*YOUR TASK:* Report every line of the data below that contains the word "Target", copying each such line in full.

*RECORDS TO USE:*
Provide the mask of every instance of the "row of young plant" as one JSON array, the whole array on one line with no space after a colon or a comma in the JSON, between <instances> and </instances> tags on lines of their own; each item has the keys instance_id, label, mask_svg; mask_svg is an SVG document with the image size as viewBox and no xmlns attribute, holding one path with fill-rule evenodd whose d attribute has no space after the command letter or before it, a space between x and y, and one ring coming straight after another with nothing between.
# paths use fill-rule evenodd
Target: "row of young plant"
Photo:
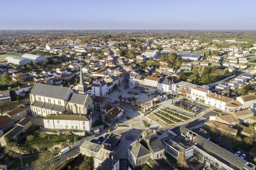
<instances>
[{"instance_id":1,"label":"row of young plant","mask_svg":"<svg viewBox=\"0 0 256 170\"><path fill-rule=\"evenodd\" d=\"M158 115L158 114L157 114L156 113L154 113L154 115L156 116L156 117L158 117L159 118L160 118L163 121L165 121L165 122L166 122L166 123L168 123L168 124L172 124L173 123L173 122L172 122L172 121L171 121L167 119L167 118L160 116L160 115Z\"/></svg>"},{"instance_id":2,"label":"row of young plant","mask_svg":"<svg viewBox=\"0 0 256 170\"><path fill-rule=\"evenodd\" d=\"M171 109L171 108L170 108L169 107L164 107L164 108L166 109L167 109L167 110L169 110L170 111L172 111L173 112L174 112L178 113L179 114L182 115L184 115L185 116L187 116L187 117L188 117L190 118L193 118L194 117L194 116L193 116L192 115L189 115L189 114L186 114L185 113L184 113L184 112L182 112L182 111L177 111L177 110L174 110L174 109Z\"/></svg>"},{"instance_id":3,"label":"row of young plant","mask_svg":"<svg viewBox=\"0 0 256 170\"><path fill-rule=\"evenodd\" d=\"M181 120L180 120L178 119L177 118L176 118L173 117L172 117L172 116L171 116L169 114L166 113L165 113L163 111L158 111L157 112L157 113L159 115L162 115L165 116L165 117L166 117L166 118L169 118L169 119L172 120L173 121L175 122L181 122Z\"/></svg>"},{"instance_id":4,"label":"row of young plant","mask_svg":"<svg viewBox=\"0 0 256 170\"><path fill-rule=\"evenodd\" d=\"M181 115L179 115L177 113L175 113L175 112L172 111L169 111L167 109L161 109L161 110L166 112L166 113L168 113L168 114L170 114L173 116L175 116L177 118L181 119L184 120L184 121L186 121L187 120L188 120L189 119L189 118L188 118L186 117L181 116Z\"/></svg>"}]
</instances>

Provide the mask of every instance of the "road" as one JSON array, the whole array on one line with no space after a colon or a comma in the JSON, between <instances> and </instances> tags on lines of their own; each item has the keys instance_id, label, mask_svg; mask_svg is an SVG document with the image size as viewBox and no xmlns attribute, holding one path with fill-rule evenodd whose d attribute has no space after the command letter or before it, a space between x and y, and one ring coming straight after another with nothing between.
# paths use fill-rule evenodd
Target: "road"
...
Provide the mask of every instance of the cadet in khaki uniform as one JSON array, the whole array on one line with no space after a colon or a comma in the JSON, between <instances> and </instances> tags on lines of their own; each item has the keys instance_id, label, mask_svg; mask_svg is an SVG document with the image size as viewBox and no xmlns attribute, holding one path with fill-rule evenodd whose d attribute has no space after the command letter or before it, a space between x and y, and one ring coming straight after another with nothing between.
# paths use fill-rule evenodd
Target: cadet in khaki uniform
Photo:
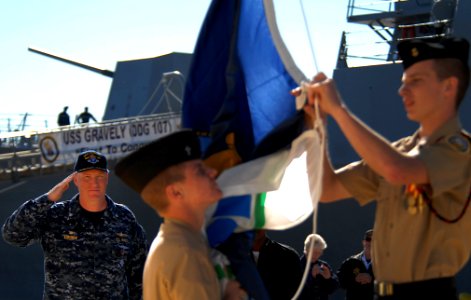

*FINAL RESULT:*
Target: "row of young plant"
Target: "road"
Target: cadet in khaki uniform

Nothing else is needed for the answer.